• **THE EXERCISE**
Gather every line of the data below that contains the word "person". The match must respect case.

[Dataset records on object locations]
________________

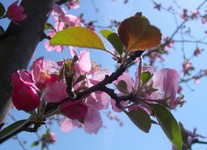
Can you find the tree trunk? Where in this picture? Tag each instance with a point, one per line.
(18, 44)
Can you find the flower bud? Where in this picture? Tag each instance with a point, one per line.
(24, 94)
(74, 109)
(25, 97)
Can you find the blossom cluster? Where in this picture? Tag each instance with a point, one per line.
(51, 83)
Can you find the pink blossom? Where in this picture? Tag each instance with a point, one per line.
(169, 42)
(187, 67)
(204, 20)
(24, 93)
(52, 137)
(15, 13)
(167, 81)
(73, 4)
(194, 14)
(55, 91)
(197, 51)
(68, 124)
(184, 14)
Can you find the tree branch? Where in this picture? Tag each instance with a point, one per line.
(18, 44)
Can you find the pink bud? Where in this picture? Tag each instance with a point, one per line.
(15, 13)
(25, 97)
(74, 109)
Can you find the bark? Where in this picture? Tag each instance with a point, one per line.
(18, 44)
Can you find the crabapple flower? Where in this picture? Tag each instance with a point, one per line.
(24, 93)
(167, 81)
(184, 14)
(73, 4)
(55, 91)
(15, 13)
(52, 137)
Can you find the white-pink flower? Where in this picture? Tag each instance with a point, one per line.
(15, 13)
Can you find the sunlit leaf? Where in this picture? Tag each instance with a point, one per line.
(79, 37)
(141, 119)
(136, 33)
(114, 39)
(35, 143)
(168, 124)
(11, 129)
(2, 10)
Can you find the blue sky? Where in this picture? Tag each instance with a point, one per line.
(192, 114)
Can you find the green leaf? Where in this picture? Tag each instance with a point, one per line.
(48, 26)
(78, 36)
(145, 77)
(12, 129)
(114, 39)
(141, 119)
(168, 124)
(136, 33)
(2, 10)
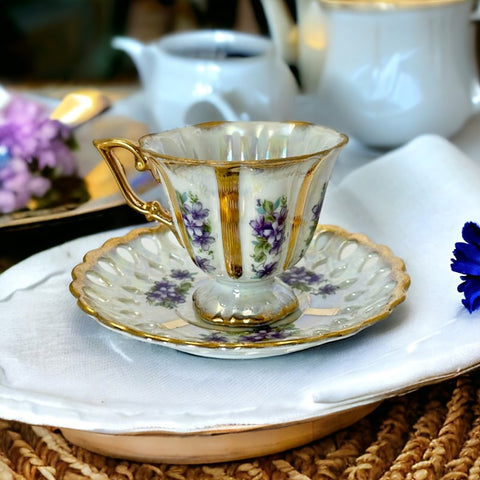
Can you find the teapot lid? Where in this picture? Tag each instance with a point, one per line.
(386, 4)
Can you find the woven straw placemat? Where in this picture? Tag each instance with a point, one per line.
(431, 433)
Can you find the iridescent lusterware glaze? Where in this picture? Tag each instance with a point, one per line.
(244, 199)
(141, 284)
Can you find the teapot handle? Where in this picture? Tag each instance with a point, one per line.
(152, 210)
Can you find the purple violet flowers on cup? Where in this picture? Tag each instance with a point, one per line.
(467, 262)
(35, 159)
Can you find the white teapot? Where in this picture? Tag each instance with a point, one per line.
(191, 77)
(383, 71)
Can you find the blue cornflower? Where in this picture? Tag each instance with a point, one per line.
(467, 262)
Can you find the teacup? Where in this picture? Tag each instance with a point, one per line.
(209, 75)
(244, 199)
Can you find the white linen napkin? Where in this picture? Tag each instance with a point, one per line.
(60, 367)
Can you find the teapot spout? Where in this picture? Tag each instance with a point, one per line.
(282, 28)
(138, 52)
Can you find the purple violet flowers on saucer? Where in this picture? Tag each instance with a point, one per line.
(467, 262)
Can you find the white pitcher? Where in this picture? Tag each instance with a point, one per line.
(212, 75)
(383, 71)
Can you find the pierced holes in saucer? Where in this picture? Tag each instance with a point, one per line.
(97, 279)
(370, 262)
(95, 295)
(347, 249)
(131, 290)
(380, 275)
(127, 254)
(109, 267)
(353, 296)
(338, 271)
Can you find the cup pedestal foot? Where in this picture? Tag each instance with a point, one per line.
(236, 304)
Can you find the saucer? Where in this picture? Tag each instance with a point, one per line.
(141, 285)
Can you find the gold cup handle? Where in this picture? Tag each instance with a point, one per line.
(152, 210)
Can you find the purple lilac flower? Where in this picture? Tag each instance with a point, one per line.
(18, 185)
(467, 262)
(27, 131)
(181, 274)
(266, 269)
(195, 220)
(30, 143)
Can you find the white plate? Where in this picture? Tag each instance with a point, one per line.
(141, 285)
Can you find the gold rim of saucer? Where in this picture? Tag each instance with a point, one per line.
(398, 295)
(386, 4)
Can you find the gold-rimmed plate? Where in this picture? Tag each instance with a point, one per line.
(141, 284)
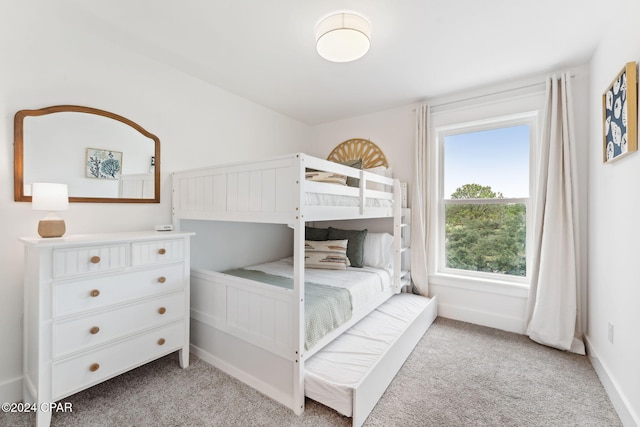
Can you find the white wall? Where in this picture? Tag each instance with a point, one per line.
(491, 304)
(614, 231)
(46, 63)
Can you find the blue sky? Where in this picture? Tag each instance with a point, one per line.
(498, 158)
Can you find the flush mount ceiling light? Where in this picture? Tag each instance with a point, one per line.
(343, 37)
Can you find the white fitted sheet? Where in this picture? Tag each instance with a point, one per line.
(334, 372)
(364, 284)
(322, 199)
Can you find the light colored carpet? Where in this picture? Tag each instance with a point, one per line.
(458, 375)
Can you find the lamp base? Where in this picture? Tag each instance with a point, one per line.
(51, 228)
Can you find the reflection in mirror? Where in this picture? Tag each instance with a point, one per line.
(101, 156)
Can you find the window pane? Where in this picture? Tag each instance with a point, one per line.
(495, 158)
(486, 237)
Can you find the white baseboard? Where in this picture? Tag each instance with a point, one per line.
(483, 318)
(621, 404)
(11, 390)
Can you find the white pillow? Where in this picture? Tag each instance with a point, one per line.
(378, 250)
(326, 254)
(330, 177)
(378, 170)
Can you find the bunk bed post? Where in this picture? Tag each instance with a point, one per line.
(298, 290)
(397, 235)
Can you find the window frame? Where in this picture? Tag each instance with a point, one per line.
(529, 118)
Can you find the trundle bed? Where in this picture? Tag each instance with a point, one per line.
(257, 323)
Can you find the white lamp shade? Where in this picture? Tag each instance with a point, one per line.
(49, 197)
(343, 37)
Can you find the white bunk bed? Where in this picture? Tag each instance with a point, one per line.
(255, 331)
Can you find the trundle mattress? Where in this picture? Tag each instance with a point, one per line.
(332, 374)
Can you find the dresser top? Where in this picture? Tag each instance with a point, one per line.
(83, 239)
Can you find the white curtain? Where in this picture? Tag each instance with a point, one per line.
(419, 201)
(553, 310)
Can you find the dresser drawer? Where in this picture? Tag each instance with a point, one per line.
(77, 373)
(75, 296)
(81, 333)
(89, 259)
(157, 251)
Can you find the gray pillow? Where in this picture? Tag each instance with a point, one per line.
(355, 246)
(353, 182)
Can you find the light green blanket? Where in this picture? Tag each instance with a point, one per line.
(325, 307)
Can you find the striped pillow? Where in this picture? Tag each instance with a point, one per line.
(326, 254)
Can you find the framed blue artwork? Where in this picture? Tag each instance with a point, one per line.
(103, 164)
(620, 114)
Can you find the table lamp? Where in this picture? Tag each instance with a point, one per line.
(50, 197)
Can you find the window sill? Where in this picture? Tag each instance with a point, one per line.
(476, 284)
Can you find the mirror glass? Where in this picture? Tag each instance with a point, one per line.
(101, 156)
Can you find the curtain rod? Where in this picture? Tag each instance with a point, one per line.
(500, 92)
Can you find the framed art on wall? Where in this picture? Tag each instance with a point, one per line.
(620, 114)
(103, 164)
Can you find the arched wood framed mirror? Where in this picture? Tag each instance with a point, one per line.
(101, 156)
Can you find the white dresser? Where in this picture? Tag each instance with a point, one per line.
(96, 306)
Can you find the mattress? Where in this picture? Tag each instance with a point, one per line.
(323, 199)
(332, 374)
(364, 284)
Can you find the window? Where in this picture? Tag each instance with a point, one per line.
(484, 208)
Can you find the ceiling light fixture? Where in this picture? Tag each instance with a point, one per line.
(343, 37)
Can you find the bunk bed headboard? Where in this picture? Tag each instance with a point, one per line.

________________

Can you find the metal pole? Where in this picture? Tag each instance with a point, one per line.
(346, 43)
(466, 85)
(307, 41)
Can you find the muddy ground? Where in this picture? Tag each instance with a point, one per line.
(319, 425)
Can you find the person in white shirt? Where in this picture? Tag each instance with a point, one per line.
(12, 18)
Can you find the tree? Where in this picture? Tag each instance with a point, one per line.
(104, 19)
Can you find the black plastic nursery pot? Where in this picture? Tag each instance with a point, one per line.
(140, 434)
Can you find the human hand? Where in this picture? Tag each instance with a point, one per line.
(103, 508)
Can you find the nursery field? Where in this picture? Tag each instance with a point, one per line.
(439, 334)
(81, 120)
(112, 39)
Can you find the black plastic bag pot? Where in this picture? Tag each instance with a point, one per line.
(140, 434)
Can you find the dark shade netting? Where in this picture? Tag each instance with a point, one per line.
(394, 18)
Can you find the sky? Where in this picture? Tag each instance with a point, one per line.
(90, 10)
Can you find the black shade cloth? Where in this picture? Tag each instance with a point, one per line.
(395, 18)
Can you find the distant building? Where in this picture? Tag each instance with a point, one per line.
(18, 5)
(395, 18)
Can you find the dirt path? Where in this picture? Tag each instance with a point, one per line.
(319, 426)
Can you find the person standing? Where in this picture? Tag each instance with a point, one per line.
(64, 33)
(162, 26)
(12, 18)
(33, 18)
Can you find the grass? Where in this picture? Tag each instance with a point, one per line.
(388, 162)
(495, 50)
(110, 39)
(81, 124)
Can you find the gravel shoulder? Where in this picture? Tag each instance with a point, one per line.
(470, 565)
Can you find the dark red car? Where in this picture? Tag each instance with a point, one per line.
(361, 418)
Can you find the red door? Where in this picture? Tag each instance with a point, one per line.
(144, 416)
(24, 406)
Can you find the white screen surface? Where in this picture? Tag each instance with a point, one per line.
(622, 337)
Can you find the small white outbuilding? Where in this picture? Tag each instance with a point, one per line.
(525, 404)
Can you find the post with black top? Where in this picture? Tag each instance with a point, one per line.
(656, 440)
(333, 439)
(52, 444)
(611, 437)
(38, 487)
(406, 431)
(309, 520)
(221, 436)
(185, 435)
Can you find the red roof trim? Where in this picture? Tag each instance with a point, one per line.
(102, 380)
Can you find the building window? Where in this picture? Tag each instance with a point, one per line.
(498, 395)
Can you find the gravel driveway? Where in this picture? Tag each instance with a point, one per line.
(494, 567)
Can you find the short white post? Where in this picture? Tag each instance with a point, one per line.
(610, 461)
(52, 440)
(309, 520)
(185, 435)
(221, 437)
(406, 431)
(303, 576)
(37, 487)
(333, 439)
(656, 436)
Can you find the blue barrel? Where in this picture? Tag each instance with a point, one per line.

________________

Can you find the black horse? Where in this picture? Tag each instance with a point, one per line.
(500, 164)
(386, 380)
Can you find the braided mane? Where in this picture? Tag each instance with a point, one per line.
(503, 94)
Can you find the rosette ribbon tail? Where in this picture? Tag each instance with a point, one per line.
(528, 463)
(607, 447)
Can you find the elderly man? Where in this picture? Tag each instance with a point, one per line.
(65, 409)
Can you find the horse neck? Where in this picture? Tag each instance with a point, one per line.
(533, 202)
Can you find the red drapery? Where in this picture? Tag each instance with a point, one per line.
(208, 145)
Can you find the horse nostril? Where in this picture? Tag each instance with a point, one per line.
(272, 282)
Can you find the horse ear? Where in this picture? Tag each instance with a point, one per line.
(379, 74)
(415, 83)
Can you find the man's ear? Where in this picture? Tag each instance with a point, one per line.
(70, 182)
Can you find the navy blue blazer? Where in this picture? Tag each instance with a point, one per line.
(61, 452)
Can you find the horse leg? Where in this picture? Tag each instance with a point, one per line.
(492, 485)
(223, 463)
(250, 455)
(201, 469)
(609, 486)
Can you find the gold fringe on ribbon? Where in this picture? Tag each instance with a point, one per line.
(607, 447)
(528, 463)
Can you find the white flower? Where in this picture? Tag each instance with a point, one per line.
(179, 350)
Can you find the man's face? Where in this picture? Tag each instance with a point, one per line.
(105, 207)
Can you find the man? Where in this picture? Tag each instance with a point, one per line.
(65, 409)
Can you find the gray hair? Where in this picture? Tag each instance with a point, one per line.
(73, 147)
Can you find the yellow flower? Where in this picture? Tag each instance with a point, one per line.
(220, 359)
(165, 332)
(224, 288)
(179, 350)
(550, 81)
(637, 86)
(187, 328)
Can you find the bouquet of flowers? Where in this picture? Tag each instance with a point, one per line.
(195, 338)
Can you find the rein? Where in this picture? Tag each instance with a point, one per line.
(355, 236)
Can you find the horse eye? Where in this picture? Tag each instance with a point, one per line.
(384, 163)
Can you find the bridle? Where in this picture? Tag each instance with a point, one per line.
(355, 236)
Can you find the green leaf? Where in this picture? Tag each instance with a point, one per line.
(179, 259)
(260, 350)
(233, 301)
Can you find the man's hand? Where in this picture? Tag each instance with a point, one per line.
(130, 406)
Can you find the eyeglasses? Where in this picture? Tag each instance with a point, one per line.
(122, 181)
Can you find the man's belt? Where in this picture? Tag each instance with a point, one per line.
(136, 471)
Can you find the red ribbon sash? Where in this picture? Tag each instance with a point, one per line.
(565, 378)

________________

• **OUTPUT OF THE TASK**
Can you find the person in white shirt? Where in this picture? Tag each instance with a point, one per line.
Can you find the person standing? Where in this picture? Tag each instance with a point, one per line.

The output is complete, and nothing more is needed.